### WHAT TO DO
The word "shirt" marks the lines to report; pull each of them from the listing.
(Beginning of DATA TO PROCESS)
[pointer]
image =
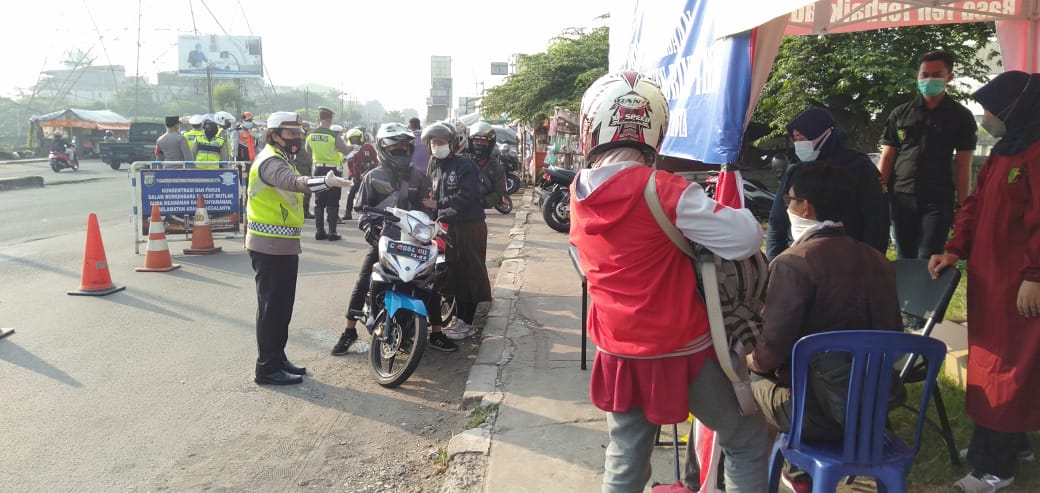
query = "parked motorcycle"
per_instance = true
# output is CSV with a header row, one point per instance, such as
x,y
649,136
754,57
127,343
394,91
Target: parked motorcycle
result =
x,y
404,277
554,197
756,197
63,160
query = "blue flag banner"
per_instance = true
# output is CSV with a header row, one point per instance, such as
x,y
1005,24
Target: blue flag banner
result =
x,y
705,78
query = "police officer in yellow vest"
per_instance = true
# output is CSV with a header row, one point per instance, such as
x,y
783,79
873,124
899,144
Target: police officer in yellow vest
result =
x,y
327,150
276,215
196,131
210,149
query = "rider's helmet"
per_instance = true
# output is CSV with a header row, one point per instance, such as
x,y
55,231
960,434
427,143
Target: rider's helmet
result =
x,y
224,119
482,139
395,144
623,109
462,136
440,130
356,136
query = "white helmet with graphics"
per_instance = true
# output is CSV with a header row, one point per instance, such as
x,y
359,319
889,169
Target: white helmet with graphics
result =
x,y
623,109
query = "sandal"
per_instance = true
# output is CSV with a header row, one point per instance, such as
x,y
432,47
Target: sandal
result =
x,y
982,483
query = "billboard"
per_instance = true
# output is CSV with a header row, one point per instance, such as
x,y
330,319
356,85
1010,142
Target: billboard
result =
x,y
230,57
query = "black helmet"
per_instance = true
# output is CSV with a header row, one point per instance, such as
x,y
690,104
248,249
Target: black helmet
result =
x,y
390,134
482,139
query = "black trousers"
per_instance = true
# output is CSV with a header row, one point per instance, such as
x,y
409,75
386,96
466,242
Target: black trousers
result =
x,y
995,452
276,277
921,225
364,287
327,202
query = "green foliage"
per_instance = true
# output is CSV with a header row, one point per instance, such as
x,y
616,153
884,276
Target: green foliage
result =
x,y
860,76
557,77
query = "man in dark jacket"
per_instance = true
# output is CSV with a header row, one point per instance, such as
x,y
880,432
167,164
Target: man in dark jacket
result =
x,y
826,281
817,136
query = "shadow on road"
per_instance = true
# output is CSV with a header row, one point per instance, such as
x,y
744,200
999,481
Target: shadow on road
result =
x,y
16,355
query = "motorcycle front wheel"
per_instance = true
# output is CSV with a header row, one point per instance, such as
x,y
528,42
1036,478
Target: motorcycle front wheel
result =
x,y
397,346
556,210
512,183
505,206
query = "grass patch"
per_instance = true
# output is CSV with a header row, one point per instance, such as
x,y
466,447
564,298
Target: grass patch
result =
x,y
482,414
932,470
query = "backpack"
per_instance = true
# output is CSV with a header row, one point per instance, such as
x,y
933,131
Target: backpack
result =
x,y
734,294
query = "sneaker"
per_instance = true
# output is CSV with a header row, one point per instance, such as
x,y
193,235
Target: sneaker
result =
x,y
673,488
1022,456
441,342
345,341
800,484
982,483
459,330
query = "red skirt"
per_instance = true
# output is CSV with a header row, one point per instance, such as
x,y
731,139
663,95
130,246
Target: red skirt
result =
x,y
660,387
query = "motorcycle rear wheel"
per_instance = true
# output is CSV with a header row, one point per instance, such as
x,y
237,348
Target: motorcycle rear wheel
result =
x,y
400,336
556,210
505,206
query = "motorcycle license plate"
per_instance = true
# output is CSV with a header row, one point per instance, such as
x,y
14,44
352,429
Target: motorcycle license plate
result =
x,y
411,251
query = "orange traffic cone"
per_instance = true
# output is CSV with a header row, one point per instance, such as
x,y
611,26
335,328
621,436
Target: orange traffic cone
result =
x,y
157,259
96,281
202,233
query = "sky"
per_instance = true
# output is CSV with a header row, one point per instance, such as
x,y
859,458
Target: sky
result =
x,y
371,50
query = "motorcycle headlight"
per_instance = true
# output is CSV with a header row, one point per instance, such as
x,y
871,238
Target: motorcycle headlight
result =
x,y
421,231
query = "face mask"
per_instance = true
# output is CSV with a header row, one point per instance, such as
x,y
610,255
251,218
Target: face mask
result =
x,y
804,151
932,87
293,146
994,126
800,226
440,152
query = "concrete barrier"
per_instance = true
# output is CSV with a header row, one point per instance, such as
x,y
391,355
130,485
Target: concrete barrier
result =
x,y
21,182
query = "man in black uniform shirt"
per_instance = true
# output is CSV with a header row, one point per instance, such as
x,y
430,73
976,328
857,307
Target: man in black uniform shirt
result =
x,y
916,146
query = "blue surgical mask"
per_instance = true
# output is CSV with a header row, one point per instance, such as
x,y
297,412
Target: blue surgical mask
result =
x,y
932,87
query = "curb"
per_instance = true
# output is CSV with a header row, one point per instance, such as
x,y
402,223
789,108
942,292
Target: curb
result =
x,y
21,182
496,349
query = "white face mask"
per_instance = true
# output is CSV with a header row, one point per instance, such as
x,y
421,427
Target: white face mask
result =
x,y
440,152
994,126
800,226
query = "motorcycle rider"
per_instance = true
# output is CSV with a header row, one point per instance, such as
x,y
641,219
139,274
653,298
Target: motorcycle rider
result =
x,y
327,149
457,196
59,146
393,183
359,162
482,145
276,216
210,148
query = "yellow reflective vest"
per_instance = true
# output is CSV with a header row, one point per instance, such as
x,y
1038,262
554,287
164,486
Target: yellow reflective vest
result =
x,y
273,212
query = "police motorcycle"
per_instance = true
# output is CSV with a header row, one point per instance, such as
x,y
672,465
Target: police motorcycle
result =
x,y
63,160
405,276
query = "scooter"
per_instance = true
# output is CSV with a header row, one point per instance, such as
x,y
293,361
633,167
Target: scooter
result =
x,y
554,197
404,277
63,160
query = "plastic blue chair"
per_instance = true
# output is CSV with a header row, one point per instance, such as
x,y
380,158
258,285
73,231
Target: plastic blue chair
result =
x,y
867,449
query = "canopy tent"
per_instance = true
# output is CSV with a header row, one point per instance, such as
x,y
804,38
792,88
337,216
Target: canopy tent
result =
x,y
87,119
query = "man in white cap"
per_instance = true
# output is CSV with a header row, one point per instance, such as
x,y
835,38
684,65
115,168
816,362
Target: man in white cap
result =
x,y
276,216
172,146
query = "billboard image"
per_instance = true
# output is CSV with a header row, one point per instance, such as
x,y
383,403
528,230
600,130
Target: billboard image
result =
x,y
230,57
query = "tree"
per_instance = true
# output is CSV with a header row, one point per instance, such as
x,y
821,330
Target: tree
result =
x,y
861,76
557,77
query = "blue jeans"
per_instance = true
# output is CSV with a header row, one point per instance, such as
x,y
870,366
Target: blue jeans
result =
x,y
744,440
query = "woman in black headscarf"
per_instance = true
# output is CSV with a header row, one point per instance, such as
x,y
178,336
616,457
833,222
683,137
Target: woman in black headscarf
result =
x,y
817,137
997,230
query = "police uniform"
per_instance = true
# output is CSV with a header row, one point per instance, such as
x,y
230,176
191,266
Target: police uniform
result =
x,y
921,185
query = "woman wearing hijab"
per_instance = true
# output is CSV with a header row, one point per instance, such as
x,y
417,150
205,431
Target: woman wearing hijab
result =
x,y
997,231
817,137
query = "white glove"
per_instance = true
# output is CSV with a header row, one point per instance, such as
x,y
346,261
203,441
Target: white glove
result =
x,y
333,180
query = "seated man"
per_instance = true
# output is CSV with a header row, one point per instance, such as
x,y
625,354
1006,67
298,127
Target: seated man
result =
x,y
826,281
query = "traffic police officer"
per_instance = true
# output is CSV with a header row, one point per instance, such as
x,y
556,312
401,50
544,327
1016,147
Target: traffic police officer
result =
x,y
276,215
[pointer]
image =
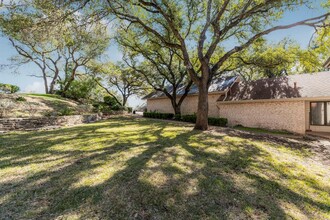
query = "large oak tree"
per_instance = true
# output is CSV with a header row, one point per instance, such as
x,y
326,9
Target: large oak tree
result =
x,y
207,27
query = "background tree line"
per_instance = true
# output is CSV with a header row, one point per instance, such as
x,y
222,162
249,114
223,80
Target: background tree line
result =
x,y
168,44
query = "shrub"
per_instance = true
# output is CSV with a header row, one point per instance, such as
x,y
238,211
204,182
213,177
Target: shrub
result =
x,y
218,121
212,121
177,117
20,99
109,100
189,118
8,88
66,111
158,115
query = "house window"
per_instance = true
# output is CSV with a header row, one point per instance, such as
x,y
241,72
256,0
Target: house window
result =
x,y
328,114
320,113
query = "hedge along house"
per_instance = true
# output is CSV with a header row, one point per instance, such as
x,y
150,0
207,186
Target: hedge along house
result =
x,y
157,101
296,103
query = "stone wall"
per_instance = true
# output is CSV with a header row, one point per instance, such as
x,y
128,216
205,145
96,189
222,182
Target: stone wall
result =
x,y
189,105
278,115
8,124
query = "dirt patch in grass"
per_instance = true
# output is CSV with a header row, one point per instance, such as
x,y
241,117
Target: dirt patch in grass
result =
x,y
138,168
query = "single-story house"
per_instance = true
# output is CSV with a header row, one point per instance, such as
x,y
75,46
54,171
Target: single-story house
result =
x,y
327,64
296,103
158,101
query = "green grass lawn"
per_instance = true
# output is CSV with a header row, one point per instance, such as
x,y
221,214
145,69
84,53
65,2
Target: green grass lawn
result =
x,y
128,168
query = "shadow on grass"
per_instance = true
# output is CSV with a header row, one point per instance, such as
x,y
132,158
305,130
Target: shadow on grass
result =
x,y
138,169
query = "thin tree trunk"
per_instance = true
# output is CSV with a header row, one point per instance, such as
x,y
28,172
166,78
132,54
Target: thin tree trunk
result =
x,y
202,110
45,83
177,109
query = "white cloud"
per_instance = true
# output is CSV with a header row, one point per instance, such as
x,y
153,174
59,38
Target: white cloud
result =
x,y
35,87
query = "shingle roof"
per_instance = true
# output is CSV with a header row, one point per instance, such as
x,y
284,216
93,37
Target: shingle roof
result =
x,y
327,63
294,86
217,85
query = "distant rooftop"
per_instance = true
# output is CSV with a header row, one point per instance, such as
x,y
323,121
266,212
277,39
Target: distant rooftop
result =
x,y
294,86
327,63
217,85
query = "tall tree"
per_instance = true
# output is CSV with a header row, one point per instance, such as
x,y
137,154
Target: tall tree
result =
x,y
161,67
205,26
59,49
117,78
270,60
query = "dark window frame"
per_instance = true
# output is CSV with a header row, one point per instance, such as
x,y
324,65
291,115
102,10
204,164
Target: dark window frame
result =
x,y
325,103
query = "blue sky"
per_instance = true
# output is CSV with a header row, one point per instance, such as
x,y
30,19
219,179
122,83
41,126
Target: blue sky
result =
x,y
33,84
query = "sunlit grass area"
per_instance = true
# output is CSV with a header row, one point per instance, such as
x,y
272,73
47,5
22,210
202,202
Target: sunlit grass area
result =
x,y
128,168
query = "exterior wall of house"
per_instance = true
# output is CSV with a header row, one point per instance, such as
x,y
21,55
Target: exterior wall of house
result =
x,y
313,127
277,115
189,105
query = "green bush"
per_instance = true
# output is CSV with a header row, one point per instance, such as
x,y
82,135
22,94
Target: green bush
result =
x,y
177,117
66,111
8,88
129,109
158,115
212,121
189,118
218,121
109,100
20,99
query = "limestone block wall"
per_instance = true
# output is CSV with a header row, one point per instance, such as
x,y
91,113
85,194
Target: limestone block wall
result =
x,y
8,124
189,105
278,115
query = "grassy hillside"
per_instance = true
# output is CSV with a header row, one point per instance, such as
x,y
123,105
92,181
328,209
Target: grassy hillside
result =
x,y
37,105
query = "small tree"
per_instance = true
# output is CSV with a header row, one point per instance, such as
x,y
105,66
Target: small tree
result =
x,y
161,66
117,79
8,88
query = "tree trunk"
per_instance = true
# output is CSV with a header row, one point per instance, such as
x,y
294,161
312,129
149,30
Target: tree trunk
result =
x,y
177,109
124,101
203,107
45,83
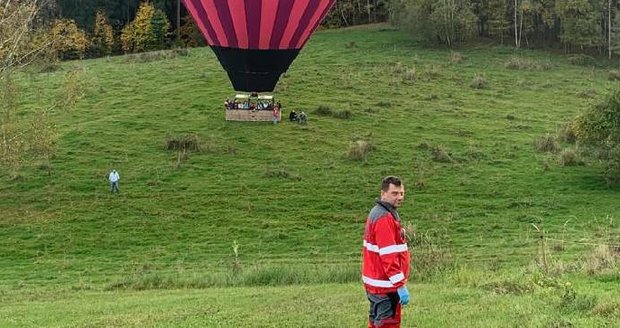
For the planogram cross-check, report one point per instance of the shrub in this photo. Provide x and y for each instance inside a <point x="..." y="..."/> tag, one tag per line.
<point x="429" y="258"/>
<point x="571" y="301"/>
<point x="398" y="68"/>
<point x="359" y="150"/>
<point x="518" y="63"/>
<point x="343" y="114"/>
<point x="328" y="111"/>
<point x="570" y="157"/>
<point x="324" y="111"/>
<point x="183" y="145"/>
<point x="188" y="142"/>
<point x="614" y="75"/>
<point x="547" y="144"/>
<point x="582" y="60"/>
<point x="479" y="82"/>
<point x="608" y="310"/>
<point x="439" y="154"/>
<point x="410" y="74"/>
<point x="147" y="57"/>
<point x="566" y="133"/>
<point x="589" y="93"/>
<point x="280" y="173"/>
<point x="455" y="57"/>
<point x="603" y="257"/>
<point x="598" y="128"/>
(End of DATA TO PROCESS)
### WRITTEN RESPONSE
query = "man in black uniform shirt"
Target: man in black uniform shirt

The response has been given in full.